Exercise objective: Copy the records below word for word, omitting the pictures.

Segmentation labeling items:
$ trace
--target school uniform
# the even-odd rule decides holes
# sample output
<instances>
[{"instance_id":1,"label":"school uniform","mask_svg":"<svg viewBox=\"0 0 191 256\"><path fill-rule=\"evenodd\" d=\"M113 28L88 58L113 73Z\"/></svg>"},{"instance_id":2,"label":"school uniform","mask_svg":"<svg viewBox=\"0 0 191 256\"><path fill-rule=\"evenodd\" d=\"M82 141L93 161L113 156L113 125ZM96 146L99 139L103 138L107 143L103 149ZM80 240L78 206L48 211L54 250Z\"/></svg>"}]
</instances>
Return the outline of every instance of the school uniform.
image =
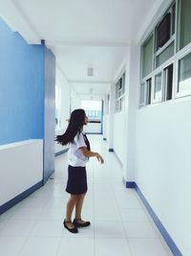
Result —
<instances>
[{"instance_id":1,"label":"school uniform","mask_svg":"<svg viewBox=\"0 0 191 256\"><path fill-rule=\"evenodd\" d=\"M73 142L70 143L68 151L68 182L66 191L72 195L85 194L88 190L86 157L79 148L86 147L90 151L90 143L86 135L81 131L77 132Z\"/></svg>"}]
</instances>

Exercise response:
$ trace
--target school uniform
# the even-odd rule decides holes
# sample output
<instances>
[{"instance_id":1,"label":"school uniform","mask_svg":"<svg viewBox=\"0 0 191 256\"><path fill-rule=\"evenodd\" d=\"M113 28L88 58L113 73Z\"/></svg>"},{"instance_id":2,"label":"school uniform","mask_svg":"<svg viewBox=\"0 0 191 256\"><path fill-rule=\"evenodd\" d=\"M82 141L93 161L113 156L113 125ZM96 146L99 139L103 138L107 143L103 149ZM80 240L78 206L48 211L54 250Z\"/></svg>"}]
</instances>
Return the outline of every instance of the school uniform.
image =
Result —
<instances>
[{"instance_id":1,"label":"school uniform","mask_svg":"<svg viewBox=\"0 0 191 256\"><path fill-rule=\"evenodd\" d=\"M73 142L70 143L68 151L68 182L66 191L72 195L85 194L88 190L86 157L79 148L86 147L90 151L90 143L86 135L81 131L77 132Z\"/></svg>"}]
</instances>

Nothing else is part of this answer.